_HOW TO COMPLETE THIS TASK_
Word for word, set down every line of the entries below from the line with "Query: desert landscape" to the line with "Each instance of the clear", including both, and no other line.

○ ○ ○ ○ ○

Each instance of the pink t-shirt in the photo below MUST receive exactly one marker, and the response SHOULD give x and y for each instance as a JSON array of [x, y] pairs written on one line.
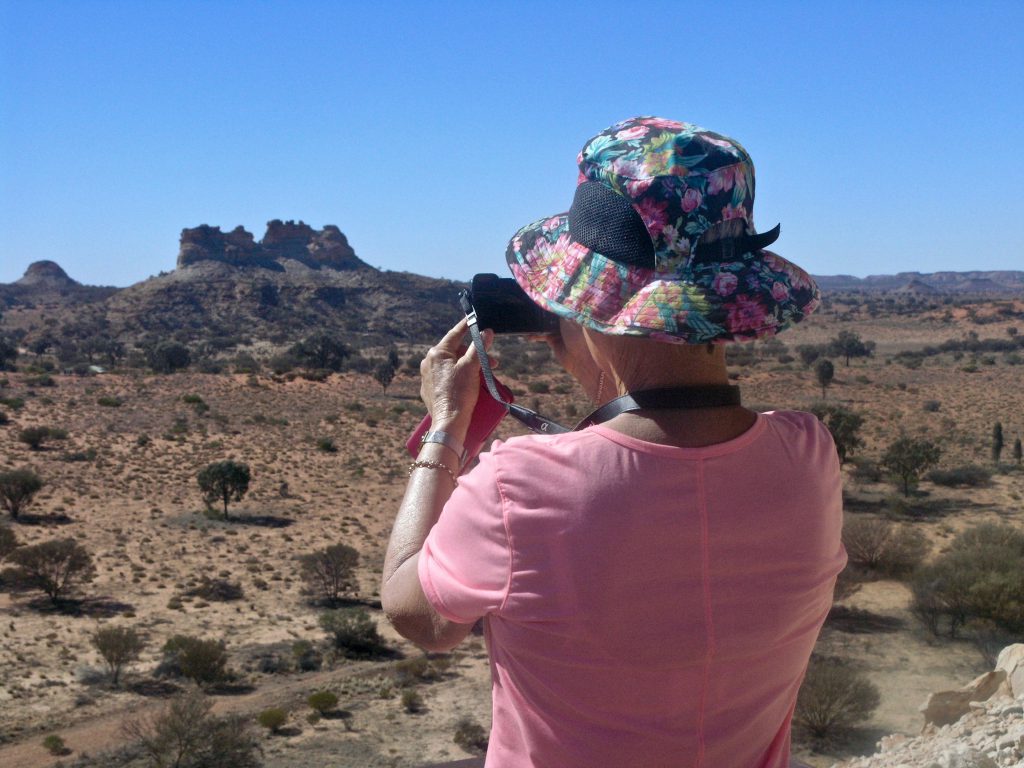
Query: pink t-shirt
[[645, 605]]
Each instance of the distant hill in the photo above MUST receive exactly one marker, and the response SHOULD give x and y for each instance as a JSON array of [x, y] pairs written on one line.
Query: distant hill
[[229, 289], [1007, 282]]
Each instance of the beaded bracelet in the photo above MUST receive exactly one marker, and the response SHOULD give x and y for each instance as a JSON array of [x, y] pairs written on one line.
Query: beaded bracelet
[[433, 465]]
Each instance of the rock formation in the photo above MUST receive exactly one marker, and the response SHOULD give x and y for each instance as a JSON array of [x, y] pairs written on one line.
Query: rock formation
[[284, 240], [983, 725], [45, 273]]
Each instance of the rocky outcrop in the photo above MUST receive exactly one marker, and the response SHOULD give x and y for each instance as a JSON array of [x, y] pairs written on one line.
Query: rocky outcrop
[[988, 733], [992, 283], [45, 273], [284, 240], [945, 707]]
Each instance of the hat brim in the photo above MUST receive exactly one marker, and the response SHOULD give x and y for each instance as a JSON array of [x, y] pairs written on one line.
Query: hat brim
[[754, 296]]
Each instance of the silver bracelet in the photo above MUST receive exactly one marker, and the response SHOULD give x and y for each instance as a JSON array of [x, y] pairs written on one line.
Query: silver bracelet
[[433, 465], [437, 435]]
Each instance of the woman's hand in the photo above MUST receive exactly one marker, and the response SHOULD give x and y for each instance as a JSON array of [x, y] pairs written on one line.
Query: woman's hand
[[451, 381]]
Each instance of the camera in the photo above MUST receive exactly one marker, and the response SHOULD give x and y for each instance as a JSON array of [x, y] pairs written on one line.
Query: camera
[[505, 308]]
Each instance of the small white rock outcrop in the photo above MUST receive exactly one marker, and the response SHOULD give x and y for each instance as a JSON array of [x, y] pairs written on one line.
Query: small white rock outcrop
[[980, 725]]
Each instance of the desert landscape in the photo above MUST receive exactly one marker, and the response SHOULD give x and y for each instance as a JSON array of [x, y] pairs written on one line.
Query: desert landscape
[[123, 446]]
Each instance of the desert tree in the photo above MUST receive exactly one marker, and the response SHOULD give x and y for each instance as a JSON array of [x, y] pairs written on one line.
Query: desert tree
[[118, 646], [849, 344], [187, 734], [17, 487], [8, 542], [824, 371], [996, 442], [808, 353], [321, 350], [330, 571], [384, 374], [55, 567], [8, 353], [168, 356], [844, 425], [224, 481], [907, 458]]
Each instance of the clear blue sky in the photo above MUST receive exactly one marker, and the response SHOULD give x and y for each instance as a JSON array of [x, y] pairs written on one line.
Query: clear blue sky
[[887, 135]]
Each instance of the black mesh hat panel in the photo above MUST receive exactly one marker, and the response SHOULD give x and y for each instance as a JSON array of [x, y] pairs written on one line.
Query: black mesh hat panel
[[605, 222]]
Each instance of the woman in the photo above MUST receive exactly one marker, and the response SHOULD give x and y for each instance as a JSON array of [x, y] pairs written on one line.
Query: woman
[[652, 585]]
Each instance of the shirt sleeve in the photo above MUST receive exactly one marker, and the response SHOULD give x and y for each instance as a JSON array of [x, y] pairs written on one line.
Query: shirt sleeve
[[465, 564]]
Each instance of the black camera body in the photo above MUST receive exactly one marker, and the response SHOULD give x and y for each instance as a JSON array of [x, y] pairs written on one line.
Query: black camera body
[[505, 308]]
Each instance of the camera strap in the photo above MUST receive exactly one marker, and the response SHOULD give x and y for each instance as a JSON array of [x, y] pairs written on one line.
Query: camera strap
[[532, 420], [671, 397]]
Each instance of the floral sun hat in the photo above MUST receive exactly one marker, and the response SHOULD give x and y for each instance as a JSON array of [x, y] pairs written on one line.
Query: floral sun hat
[[628, 259]]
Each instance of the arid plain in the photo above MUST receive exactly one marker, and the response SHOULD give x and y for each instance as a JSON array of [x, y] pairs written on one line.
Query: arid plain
[[135, 505]]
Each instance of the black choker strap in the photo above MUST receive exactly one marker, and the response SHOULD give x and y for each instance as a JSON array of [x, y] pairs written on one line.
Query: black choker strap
[[674, 397], [678, 397]]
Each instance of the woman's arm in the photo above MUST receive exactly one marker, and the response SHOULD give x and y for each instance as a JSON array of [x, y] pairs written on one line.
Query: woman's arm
[[450, 387]]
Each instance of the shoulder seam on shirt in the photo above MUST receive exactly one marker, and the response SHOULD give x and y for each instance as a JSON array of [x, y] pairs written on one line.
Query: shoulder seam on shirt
[[508, 531]]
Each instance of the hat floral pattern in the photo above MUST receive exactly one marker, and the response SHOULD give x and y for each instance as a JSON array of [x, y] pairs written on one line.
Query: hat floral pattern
[[681, 179]]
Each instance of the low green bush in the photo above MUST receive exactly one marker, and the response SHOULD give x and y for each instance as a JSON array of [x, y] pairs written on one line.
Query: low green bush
[[55, 745], [323, 701], [970, 475], [979, 579], [272, 719], [412, 700], [354, 632], [199, 659]]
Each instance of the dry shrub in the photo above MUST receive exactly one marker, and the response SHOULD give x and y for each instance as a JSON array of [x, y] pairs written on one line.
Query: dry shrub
[[186, 734], [883, 547], [471, 736], [834, 697]]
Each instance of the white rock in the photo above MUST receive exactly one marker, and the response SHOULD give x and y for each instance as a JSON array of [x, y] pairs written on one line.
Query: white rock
[[946, 707], [1011, 660]]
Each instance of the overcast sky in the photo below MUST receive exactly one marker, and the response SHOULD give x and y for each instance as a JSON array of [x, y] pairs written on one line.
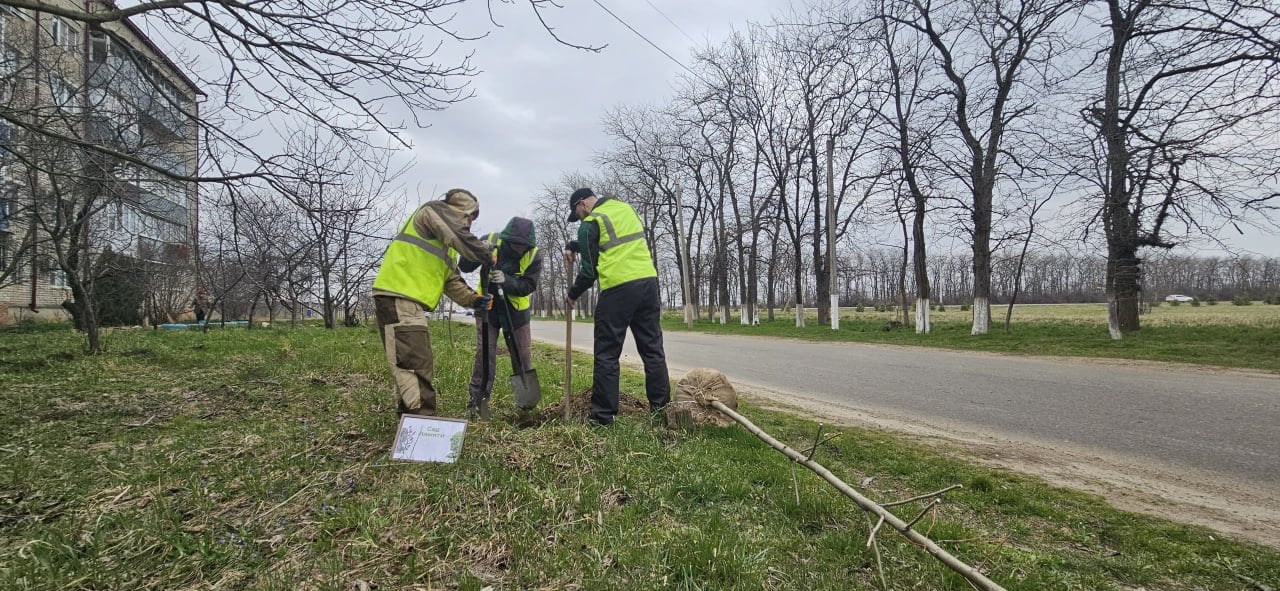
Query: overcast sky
[[538, 105]]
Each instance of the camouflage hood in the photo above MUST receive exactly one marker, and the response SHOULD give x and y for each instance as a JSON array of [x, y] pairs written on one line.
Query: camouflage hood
[[462, 202]]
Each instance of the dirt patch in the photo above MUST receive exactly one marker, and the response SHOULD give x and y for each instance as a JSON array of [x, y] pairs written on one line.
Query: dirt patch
[[580, 408], [1238, 508]]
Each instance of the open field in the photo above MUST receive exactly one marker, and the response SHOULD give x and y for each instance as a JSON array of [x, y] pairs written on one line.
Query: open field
[[1223, 335], [257, 459]]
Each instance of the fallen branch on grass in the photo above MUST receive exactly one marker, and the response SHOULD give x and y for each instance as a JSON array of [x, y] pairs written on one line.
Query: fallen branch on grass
[[868, 505]]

○ ○ ○ ○ ○

_TASK SOLUTION_
Query: desert landscape
[[123, 446]]
Each instance of the desert tree in the photo above MUST receive exactly one marker, and the response SHOULD give x and y for each instance as a JSON array of [x, y] pairs written on one line.
Query: desert tree
[[118, 646], [849, 344], [187, 734], [17, 487], [8, 542], [824, 371], [996, 442], [808, 353], [321, 350], [330, 571], [384, 374], [55, 567], [8, 353], [168, 356], [844, 425], [224, 481], [907, 458]]
Each instance of the clear blue sky in the photo above MUST receive exactly one marker, and the response SHOULD give x and y for each instance as a JSON array of [x, y] pairs written on one line.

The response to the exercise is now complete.